### Exercise goal
Copy out word for word every line of the items from the one containing "point: reflection of bill" through the last line of the items.

### Extracted records
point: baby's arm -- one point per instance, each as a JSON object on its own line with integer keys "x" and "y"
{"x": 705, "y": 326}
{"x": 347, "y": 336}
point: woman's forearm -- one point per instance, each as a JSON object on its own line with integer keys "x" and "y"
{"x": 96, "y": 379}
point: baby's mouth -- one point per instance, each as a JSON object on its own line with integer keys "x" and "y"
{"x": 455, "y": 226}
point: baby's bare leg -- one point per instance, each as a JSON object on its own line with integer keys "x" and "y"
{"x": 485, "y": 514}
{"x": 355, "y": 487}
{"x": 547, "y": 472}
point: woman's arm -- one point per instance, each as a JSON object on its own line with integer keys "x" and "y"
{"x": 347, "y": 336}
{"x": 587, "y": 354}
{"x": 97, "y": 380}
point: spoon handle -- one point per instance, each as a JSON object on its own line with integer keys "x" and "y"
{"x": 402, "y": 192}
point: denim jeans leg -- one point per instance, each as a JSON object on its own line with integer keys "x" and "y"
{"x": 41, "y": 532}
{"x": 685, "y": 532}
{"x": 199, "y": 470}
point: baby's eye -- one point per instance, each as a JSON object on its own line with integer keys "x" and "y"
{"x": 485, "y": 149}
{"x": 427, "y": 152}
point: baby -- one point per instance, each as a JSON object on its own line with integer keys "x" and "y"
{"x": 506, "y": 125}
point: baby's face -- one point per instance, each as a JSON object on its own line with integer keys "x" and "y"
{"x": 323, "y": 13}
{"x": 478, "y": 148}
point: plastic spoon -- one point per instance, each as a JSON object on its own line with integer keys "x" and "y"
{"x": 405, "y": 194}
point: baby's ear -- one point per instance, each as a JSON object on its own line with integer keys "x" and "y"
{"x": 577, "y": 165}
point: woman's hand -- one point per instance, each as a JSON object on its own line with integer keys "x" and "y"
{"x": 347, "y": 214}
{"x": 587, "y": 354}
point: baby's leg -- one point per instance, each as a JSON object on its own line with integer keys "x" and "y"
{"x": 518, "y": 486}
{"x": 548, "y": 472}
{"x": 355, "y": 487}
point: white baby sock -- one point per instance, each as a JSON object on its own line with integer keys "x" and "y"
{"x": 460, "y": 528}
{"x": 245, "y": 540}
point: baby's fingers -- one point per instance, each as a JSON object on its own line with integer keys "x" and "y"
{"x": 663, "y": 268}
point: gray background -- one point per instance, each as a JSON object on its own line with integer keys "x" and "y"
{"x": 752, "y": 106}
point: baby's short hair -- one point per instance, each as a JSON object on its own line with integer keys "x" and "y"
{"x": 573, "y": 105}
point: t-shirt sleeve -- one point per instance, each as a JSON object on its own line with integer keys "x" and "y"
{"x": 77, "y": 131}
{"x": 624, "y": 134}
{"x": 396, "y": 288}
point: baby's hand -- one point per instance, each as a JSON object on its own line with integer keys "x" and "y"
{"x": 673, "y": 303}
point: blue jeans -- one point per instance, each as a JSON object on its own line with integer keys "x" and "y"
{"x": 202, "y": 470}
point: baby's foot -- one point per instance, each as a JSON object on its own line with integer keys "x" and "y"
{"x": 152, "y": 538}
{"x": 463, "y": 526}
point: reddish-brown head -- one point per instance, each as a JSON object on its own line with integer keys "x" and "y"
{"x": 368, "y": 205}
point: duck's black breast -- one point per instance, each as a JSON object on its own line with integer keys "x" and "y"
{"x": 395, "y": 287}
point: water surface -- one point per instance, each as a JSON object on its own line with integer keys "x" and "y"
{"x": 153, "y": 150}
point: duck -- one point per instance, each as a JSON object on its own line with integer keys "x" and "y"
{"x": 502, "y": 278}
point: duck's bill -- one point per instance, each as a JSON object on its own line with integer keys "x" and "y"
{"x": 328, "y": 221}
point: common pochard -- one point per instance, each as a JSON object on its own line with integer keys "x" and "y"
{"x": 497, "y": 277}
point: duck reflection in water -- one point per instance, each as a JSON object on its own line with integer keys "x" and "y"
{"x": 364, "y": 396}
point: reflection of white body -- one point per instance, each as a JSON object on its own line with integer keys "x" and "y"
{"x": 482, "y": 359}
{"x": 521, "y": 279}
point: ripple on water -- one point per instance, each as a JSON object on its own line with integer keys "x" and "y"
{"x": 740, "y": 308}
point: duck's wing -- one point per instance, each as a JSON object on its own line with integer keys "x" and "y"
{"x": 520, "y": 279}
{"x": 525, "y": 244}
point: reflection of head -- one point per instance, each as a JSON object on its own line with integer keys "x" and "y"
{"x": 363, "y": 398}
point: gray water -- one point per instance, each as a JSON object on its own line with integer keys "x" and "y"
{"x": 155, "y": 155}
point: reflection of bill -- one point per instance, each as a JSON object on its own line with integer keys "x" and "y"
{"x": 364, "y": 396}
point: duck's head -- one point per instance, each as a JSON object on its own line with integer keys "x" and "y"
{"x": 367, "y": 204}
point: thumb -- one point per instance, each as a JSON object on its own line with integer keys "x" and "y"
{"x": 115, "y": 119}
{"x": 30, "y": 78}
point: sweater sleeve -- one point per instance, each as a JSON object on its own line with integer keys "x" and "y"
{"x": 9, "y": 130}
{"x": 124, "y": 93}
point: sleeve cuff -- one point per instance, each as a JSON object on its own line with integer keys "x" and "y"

### Completed task
point: reflection of bill -- one point per instance, each as a JSON object on its own line with integer keys "x" and "y"
{"x": 364, "y": 396}
point: duck's head -- one point per instance, each as a JSON object on its own line with integer keys "x" and "y"
{"x": 367, "y": 204}
point: thumb -- one point per instance, each as a JSON object on its own line with integer keys "x" and "y"
{"x": 115, "y": 119}
{"x": 30, "y": 78}
point: sweater sleeve -- one point per instance, each as a JSON object on its own line with integer keys "x" and "y"
{"x": 9, "y": 130}
{"x": 124, "y": 93}
point: sleeve cuff -- one point per instance, each as a JSON object on its own line with integer keys "x" and "y"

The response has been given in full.